### [Extracted text]

···

In fiscal year 2024, we paid a cash dividend of CHF 169.1 million (U.S. Dollar amount of $182.3 million based on the exchange rate on the date of payment) out of fiscal year 2023 retained earnings. In fiscal year 2023, we paid a cash dividend of CHF 156.1 million (U.S. Dollar amount of $158.7 million based on the exchange rate on the date of payment) out of fiscal year 2022 retained earnings. In fiscal year 2022, we paid a cash dividend of CHF 147.0 million (U.S. Dollar amount of $159.4 million) out of fiscal year 2021 retained earnings.

···

### [Exercise tasks]
(1) In the dividend passage, explain what the U.S. Dollar amounts for the fiscal year 2024 and fiscal year 2023 dividends are based on.
(2) Rewrite part of the dividend passage with "cash dividend" changed to "cash distribution", beginning at the words "In fiscal year 2024, we" and stopping after "2021 retained earnings.".

### [Excerpted data]
···

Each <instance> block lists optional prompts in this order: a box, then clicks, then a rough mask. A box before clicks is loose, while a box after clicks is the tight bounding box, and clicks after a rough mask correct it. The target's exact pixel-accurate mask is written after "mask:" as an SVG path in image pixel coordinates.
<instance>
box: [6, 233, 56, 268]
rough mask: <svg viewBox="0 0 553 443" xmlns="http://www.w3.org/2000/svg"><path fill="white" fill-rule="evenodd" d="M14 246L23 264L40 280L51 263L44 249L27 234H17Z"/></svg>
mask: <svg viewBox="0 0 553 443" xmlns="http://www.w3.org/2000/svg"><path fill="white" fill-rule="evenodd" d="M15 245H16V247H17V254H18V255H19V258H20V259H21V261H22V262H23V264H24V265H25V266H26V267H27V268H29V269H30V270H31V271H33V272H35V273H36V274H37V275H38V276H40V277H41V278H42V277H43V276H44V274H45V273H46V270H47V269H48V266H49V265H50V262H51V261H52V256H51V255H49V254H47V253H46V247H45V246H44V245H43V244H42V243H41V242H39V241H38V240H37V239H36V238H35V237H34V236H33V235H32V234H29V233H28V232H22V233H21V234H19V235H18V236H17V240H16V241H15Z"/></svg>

···

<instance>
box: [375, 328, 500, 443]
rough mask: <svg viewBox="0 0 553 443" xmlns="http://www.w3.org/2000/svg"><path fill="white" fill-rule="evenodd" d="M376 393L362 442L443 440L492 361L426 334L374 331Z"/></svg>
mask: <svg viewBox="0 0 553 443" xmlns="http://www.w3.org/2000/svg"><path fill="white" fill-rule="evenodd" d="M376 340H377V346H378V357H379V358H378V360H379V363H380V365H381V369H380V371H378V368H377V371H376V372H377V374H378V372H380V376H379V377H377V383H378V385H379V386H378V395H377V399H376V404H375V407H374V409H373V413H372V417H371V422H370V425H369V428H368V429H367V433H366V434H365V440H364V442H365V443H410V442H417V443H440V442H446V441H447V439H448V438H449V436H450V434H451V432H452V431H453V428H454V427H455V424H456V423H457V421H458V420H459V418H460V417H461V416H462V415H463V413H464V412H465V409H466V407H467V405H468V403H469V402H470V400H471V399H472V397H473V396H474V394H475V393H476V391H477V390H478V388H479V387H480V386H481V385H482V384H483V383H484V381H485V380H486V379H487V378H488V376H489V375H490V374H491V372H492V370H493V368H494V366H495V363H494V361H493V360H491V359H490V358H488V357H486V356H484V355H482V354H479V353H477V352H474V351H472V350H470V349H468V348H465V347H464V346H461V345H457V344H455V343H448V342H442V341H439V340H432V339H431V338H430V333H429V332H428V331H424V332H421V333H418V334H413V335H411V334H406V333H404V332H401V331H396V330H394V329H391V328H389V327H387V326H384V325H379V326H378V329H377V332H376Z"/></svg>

···

### [Task responses]
(1) The U.S. Dollar amounts for the fiscal year 2024 and fiscal year 2023 cash dividends are based on the exchange rate on the date of payment.

(2)
In fiscal year 2024, we paid a cash distribution of CHF 169.1 million (U.S. Dollar amount of $182.3 million based on the exchange rate on the date of payment) out of fiscal year 2023 retained earnings. In fiscal year 2023, we paid a cash distribution of CHF 156.1 million (U.S. Dollar amount of $158.7 million based on the exchange rate on the date of payment) out of fiscal year 2022 retained earnings. In fiscal year 2022, we paid a cash distribution of CHF 147.0 million (U.S. Dollar amount of $159.4 million) out of fiscal year 2021 retained earnings.